Objetivo del ejercicio = Reproduce sin cambios el tramo del texto sobre la película de Camila Beltrán que va desde "La directora Camila" hasta "su despertar juvenil.", ambos incluidos.

Texto proporcionado =
# # # #

La directora Camila Beltrán conjuga el misterio desconocido y magnético al insertar la presencia del búho y su relación de fábula con la representación social e histórica de la bruja y la asociación en el despertar de los sentidos, las sensaciones del cuerpo y la sexualidad, una aparición mágica ante el horror y la desconexión con la naturaleza; al mismo tiempo, la joven establece cercanía con los animales sin ningún miedo. De este modo, el relato alcanza una cadencia por la frecuencia de sus planos y la cercanía para generar una percepción diferente que se construye con un ambiente sonoro, entre el rock y el punk, de amenaza y refugio, ya que Mila debe estar al acecho para evitar ser una presa de su atmósfera hostil ante su despertar juvenil.

# # # #

Entradas proporcionadas =
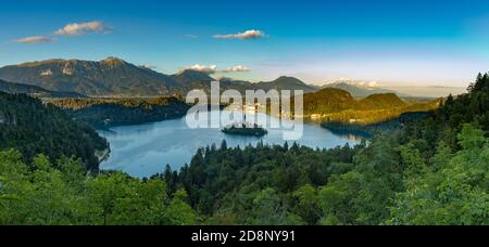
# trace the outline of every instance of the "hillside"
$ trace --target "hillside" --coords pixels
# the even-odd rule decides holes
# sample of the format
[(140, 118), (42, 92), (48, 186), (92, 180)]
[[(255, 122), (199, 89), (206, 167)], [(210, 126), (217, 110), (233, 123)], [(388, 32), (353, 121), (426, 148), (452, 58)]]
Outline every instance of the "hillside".
[(24, 94), (0, 92), (0, 150), (16, 148), (25, 160), (45, 154), (52, 160), (79, 157), (89, 170), (97, 170), (97, 151), (108, 143), (93, 129), (72, 120), (53, 105)]
[(326, 84), (324, 88), (335, 88), (335, 89), (341, 89), (347, 92), (349, 92), (353, 98), (366, 98), (372, 94), (381, 94), (381, 93), (394, 93), (401, 98), (410, 96), (408, 94), (401, 93), (399, 91), (389, 90), (380, 87), (367, 87), (367, 86), (359, 86), (353, 82), (334, 82)]
[(0, 79), (87, 95), (167, 94), (176, 84), (166, 75), (115, 57), (100, 62), (50, 60), (5, 66), (0, 68)]
[(277, 91), (302, 90), (304, 91), (304, 93), (314, 92), (317, 90), (317, 88), (309, 86), (294, 77), (286, 77), (286, 76), (279, 77), (273, 81), (258, 82), (254, 83), (253, 87), (255, 89), (263, 89), (265, 91), (269, 91), (272, 89), (275, 89)]
[[(193, 89), (210, 91), (209, 74), (186, 69), (164, 75), (136, 66), (121, 58), (99, 62), (80, 60), (49, 60), (0, 68), (0, 79), (37, 86), (55, 92), (76, 92), (89, 96), (156, 96), (186, 94)], [(303, 90), (317, 88), (293, 77), (280, 77), (267, 82), (222, 80), (222, 90)]]
[(304, 117), (321, 121), (361, 125), (388, 121), (404, 113), (429, 112), (440, 101), (404, 102), (393, 93), (373, 94), (363, 100), (341, 89), (326, 88), (304, 94)]
[(386, 109), (405, 107), (408, 103), (393, 93), (373, 94), (359, 101), (359, 109)]
[(185, 69), (178, 74), (175, 74), (172, 76), (172, 79), (178, 82), (179, 86), (188, 86), (191, 82), (210, 82), (215, 80), (205, 73), (192, 69)]
[(0, 91), (11, 94), (24, 93), (38, 98), (85, 98), (85, 95), (80, 93), (54, 92), (37, 86), (12, 83), (4, 80), (0, 80)]

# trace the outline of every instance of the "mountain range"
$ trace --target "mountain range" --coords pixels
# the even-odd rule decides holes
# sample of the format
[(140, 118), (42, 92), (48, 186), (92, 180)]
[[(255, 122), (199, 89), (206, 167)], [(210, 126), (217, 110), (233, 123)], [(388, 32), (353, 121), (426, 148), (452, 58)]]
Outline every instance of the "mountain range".
[[(48, 60), (11, 65), (0, 68), (0, 79), (41, 87), (58, 92), (76, 92), (85, 95), (150, 96), (186, 94), (193, 89), (209, 90), (210, 75), (198, 70), (183, 70), (164, 75), (148, 67), (136, 66), (121, 58), (108, 57), (99, 62), (80, 60)], [(303, 90), (314, 92), (293, 77), (280, 77), (274, 81), (249, 82), (221, 80), (222, 90)]]

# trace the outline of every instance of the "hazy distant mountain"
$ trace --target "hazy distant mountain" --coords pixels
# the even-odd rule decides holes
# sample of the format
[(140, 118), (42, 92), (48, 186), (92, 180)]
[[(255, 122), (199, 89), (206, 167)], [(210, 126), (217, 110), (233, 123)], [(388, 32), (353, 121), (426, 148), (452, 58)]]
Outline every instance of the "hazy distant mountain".
[(410, 86), (410, 87), (391, 87), (393, 90), (398, 90), (404, 93), (408, 93), (413, 96), (421, 98), (444, 98), (449, 94), (460, 95), (467, 93), (466, 88), (456, 88), (456, 87), (442, 87), (442, 86)]
[(268, 81), (268, 82), (259, 82), (254, 84), (258, 89), (263, 89), (265, 91), (267, 90), (303, 90), (304, 93), (309, 92), (315, 92), (317, 91), (317, 88), (314, 86), (306, 84), (305, 82), (294, 78), (294, 77), (279, 77), (276, 80)]
[(100, 62), (50, 60), (7, 66), (0, 68), (0, 79), (90, 95), (167, 94), (176, 86), (166, 75), (115, 57)]
[(12, 83), (3, 80), (0, 80), (0, 91), (7, 93), (24, 93), (41, 98), (85, 98), (85, 95), (80, 93), (53, 92), (38, 86)]
[(353, 96), (341, 89), (325, 88), (304, 94), (304, 114), (330, 114), (354, 108)]
[(314, 93), (304, 94), (304, 113), (331, 114), (342, 110), (378, 110), (404, 108), (410, 106), (394, 93), (372, 94), (362, 100), (355, 100), (350, 92), (325, 88)]
[(192, 69), (185, 69), (176, 75), (173, 75), (172, 79), (174, 79), (176, 82), (178, 82), (179, 86), (188, 86), (189, 83), (196, 82), (196, 81), (210, 82), (210, 81), (215, 80), (214, 78), (209, 76), (209, 74), (206, 74), (206, 73), (192, 70)]
[(376, 86), (361, 84), (360, 82), (338, 81), (326, 84), (325, 88), (342, 89), (344, 91), (348, 91), (354, 98), (366, 98), (368, 95), (378, 93), (394, 93), (401, 98), (410, 96), (409, 94), (401, 93), (399, 91), (385, 89)]
[(408, 103), (394, 93), (372, 94), (358, 103), (360, 109), (386, 109), (405, 106), (408, 106)]

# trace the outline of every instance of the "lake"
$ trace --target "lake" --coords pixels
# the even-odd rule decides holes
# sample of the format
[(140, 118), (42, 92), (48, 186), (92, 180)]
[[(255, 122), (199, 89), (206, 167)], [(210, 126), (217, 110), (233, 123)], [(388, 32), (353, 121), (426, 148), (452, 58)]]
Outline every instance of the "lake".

# # # #

Solución =
La directora Camila Beltrán conjuga el misterio desconocido y magnético al insertar la presencia del búho y su relación de fábula con la representación social e histórica de la bruja y la asociación en el despertar de los sentidos, las sensaciones del cuerpo y la sexualidad, una aparición mágica ante el horror y la desconexión con la naturaleza; al mismo tiempo, la joven establece cercanía con los animales sin ningún miedo. De este modo, el relato alcanza una cadencia por la frecuencia de sus planos y la cercanía para generar una percepción diferente que se construye con un ambiente sonoro, entre el rock y el punk, de amenaza y refugio, ya que Mila debe estar al acecho para evitar ser una presa de su atmósfera hostil ante su despertar juvenil.